Return every line of the entries below unchanged, word for word.

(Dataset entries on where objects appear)
····················

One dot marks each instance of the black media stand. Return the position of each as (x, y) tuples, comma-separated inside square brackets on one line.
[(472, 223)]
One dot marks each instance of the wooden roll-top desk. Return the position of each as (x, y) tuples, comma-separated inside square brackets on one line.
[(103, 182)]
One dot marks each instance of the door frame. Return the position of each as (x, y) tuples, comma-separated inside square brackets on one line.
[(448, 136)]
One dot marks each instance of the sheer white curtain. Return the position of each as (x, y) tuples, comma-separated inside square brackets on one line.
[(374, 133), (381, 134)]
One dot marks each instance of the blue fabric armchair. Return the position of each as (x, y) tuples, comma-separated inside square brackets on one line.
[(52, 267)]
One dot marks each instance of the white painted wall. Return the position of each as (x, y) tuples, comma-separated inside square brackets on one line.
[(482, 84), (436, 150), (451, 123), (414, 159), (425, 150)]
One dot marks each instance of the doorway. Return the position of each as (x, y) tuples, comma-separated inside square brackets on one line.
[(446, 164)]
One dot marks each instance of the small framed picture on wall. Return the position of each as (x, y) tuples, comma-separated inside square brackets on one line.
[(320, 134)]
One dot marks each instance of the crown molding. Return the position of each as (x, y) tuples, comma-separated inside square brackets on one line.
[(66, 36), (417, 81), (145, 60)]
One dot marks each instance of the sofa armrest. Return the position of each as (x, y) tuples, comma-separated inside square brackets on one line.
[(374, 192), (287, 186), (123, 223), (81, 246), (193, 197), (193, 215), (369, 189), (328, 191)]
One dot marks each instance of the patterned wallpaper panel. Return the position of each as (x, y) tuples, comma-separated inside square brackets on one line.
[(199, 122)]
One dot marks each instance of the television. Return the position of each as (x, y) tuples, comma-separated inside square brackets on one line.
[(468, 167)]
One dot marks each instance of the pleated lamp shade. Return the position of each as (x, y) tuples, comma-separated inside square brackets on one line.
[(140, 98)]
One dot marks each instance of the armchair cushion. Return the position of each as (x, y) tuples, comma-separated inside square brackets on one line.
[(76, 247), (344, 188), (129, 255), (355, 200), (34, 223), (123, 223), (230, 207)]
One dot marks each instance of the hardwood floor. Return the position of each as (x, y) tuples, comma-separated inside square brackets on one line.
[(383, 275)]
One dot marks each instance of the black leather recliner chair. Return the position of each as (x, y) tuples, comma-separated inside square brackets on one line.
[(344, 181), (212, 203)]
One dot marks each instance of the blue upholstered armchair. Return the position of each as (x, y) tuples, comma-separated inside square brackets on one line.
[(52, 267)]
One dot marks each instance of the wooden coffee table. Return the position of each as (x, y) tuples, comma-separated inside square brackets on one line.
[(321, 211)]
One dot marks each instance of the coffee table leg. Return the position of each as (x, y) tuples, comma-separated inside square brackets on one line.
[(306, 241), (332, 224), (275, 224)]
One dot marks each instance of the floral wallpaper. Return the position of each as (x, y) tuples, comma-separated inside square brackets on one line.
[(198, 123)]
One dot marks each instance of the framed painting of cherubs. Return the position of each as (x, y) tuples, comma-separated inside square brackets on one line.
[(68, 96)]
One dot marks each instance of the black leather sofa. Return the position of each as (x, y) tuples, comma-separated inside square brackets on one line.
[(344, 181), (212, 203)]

····················

> [SOLUTION TO THIS PROBLEM]:
One dot marks each instance of the black media stand. Return the position of each as (x, y) tuples, comma-separated inside square brackets on one line.
[(472, 223)]
One dot marks each instance of the wooden roll-top desk. Return the position of each as (x, y) tuples, comma-separated inside square brackets on one line.
[(103, 182)]
One dot marks each instance of the door frame. Return the position of each as (x, y) tuples, comma-separated inside square brackets on one line.
[(448, 136)]
One dot marks each instance of the sheer white curtain. Return the position of each as (x, y) tuples, comma-separated inside square brackets on one line.
[(374, 133), (381, 134)]
One dot marks each instance of the blue fabric armchair. Return the position of each as (x, y) tuples, comma-separated inside square brackets on one line.
[(52, 267)]
One dot marks each instance of the white painted wall. Return the position of each as (x, y) tuples, comma-separated inside square brackets on one line.
[(482, 84), (436, 150), (451, 123), (414, 159), (425, 150)]
One dot marks each instance of the doorway. Return the position of each as (x, y) tuples, comma-separated inside square brackets on one line.
[(446, 164)]
One dot marks each instance of the small framed picture on wall. Return the position of each as (x, y) tuples, comma-separated inside square brackets on one line.
[(320, 134)]
One dot marks each instance of the crown molding. Return the position of each as (x, y) tuples, comma-separated inside square brackets on one line.
[(66, 36), (417, 81), (145, 60)]
One dot marks each instance of the sofa armrest. Return the position of each as (x, y) tuples, comma-separated inside square brackets on one line.
[(374, 192), (287, 186), (123, 223), (81, 246), (193, 197), (193, 215), (369, 189), (328, 191)]
One dot marks each instance of the patterned wallpaper panel. Return the position of each as (x, y) tuples, comma-separated inside square brackets on one line.
[(199, 122)]
One dot marks each instance of the television. Return the position of each as (x, y) tuples, comma-separated inside square brackets on one line.
[(468, 167)]
One dot marks each instance of the pleated lamp shade. Return the position of each as (x, y) tuples, comma-separated inside square brackets on one line.
[(140, 98)]
One dot marks each instance of the armchair cushion. Return the position of each as (x, y) tuples, comma-separated inside square brackets on one line.
[(76, 247), (344, 188), (129, 255), (355, 200), (34, 223), (123, 223), (230, 207)]
One dot marks each instance of the hardwood floor. Return the position of each as (x, y) tuples, comma-separated inside square brackets on one line.
[(383, 275)]
One dot marks each instance of the black leather recliner chair. Return the position of each as (x, y) tuples, comma-separated inside square brackets on one line.
[(344, 181), (212, 203)]
One dot marks each instance of the blue upholstered armchair. Return the position of each as (x, y) tuples, comma-separated inside square brackets on one line.
[(52, 267)]
One dot marks each instance of the wooden coffee table. Return the position of each as (x, y) tuples, comma-separated inside square brackets on one line.
[(321, 211)]
One dot marks each instance of the coffee table leg. Return the position of each as (x, y) tuples, comma-separated inside square brackets on one line.
[(306, 241), (332, 224), (275, 224)]
One dot marks each instance of the floral wallpaper. Return the position of each as (x, y) tuples, comma-separated inside square brackets on one line.
[(198, 123)]
One dot marks each instance of the framed painting of cherubs. Return the position of each as (x, y) tuples, comma-separated inside square brackets on one line.
[(68, 96)]
One dot marks each instance of the black leather sofa. Return the position of each as (x, y) tuples, comma-separated inside square brackets on one line.
[(344, 181), (212, 203)]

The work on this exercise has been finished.